NSString : easy way to remove UTF-8 accents from a

2019-01-10 09:59发布

问题:

I want to change a sentence, for example:

Être ou ne pas être. C'était là-bas.

Would become:

Etre ou ne pas etre. C'etait la-bas.

Is there any easy way to do this with NSString? Or do I have to develop this on my own by checking each char?

回答1:

NSString *str = @"Être ou ne pas être. C'était là-bas.";
NSData *data = [str dataUsingEncoding:NSASCIIStringEncoding allowLossyConversion:YES];
NSString *newStr = [[NSString alloc] initWithData:data encoding:NSASCIIStringEncoding];
NSLog(@"%@", newStr);

... or try using NSUTF8StringEncoding instead.

List of encoding types here:

https://developer.apple.com/documentation/foundation/nsstringencoding


Just FTR here's a one line way to write this great answer:

yourString = [[NSString alloc]
  initWithData:
    [yourString dataUsingEncoding:NSASCIIStringEncoding allowLossyConversion:YES]
  encoding:NSASCIIStringEncoding];


回答2:

Mattt Thompson covered this in NSHipster and again at WWDC 2013 session 228

TL;DR

NSMutableString *str = [@"Être ou ne pas être. C'était là-bas." mutableCopy];
CFStringTransform((__bridge CFMutableStringRef)string, NULL, kCFStringTransformStripCombiningMarks, NO);

Should do the trick, it worked great for me.

Caveat Since a lot of people in the comments say this should be the accepted answer I want to give a caveat for this method. This method is pretty damn slow and should be used with care if huge amounts of string/data needs to be transformed



回答3:

Have you tried

[string stringByFoldingWithOptions:NSDiacriticInsensitiveSearch locale:[NSLocale currentLocale]]

or

Boolean CFStringTransform (
   CFMutableStringRef string,
   CFRange *range,
   CFStringRef transform,
   Boolean reverse
);

?

CFStringTransform & Transform Identifiers

NSMutableString *string = ...;
CFMutableStringRef stringRef = (__bridge CFMutableStringRef)string;
CFStringTransform(stringRef, NULL, kCFStringTransformToLatin, NO);
NSLog(@"%@", string);


回答4:

Just an update to say that it can be done like that in swift:

"Être ou ne pas être. C'était là-bas.".stringByFoldingWithOptions(NSStringCompareOptions.DiacriticInsensitiveSearch, locale: NSLocale.currentLocale())

--> "Etre ou ne pas etre. C'etait la-bas."



回答5:

Here a Performance Test using Swift 2.0 on iPhone 6 iOS 9.0 Simulator between solutions using:

  • CFStringTransform (Task 1)
━━━━━━━━━━━━━━━━━━━━
#### Requirements
a. In the thread on removing accents from NSString, where did Mattt Thompson cover this topic?
b. Go on writing the thread on removing accents from NSString, starting after its final line.
The data after this point has no connection to the thread on removing accents from NSString.

#### Data provided
━━━━━━━━━━━━━━━━━━━━
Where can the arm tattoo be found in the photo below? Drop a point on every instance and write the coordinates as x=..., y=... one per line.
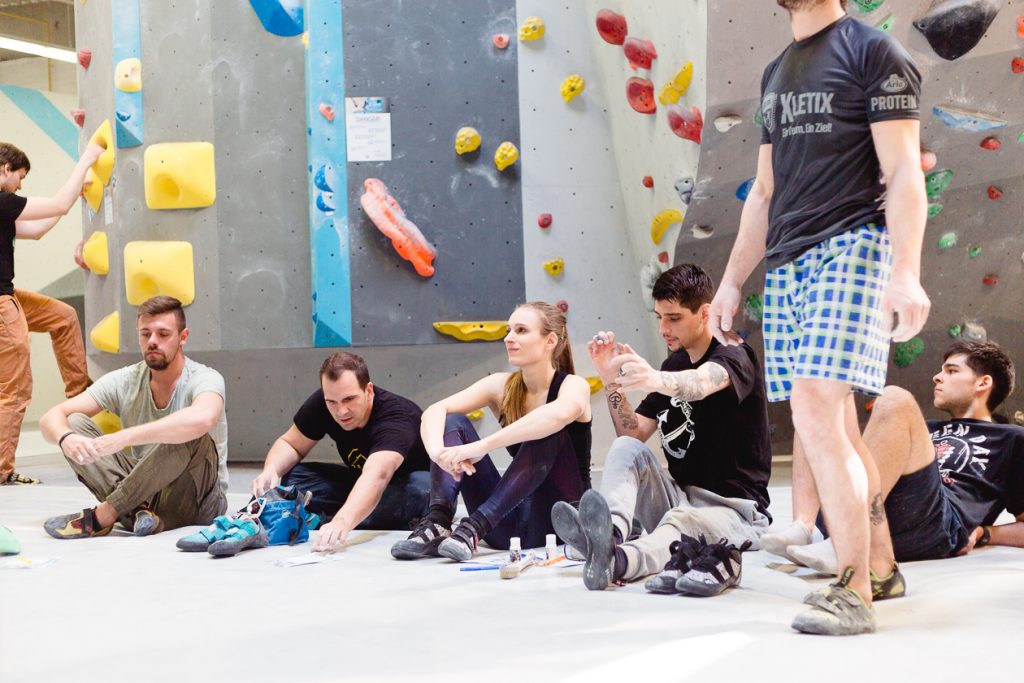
━━━━━━━━━━━━━━━━━━━━
#### Results for the exercise
a. In NSHipster and at WWDC 2013 session 228.

b.
  • stringByFoldingWithOptions (Task 2)

Task 2 is consistently faster, e.g.:

Task 1 took 9.49736100435257 seconds.
Task 2 took 1.96649599075317 seconds.

Here the test:

    let timer = ParkBenchTimer()
    for _ in 1...1000000 {
        let mStringRef = NSMutableString(string: "Être ou ne pas être. C'était là-bas.") as CFMutableStringRef
        CFStringTransform(mStringRef, nil, kCFStringTransformStripCombiningMarks, false)
        String(mStringRef)
    }
    print("Task 1 took \(timer.stop()) seconds.")

    let timer2 = ParkBenchTimer()
    for _ in 1...1000000 {
        "Être ou ne pas être. C'était là-bas.".stringByFoldingWithOptions(NSStringCompareOptions.DiacriticInsensitiveSearch, locale: NSLocale.currentLocale())
    }
    print("Task 2 took \(timer2.stop()) seconds.")

ParkBenchTimer by Klaas: https://stackoverflow.com/a/26578191/1097106



回答6:

Swift 3 (tested in playground)

//String+StripCombiningMarks.swift

extension String {
    /// strip combining marks (accents or diacritics)
    var stripCombiningMarks: String {
        let mStringRef = NSMutableString(string: self) as CFMutableString
        CFStringTransform(mStringRef, nil, kCFStringTransformStripCombiningMarks, false)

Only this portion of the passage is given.